## About this task
Filter the material below so that only lines containing "woman" remain.
══ Exercise input
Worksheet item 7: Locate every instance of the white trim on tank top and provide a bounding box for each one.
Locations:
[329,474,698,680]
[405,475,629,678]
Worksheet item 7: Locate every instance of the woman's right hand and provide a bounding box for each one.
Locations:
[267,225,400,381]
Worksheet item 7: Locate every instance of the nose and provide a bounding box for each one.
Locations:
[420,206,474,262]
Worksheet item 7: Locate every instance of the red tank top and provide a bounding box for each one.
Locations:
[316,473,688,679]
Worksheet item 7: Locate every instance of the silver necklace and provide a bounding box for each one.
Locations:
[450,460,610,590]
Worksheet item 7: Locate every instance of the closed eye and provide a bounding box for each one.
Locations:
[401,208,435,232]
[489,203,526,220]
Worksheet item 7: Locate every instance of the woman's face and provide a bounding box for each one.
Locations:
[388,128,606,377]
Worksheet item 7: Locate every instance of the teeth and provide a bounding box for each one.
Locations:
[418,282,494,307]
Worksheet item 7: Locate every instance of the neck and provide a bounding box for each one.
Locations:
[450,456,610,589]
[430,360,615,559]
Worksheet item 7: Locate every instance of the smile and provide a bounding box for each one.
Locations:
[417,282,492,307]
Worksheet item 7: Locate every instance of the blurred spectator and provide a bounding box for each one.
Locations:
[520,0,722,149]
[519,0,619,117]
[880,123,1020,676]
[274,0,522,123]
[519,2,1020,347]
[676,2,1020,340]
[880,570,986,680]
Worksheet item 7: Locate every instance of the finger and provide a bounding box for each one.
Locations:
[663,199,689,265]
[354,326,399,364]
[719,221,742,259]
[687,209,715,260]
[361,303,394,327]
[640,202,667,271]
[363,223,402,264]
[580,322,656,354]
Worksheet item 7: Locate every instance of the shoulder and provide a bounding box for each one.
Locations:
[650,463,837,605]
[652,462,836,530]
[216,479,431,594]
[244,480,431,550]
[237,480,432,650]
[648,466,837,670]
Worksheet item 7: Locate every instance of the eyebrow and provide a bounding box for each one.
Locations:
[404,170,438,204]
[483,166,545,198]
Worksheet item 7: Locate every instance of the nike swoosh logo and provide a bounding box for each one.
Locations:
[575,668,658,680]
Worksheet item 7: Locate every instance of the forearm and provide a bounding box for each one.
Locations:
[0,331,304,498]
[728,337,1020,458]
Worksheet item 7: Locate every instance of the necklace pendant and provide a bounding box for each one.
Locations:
════
## Written solution
Worksheet item 7: Locate every instance of the woman's right hand and provide a bounding box for each one.
Worksheet item 7: Locate every instance of the woman's face and provide a bounding box for each one.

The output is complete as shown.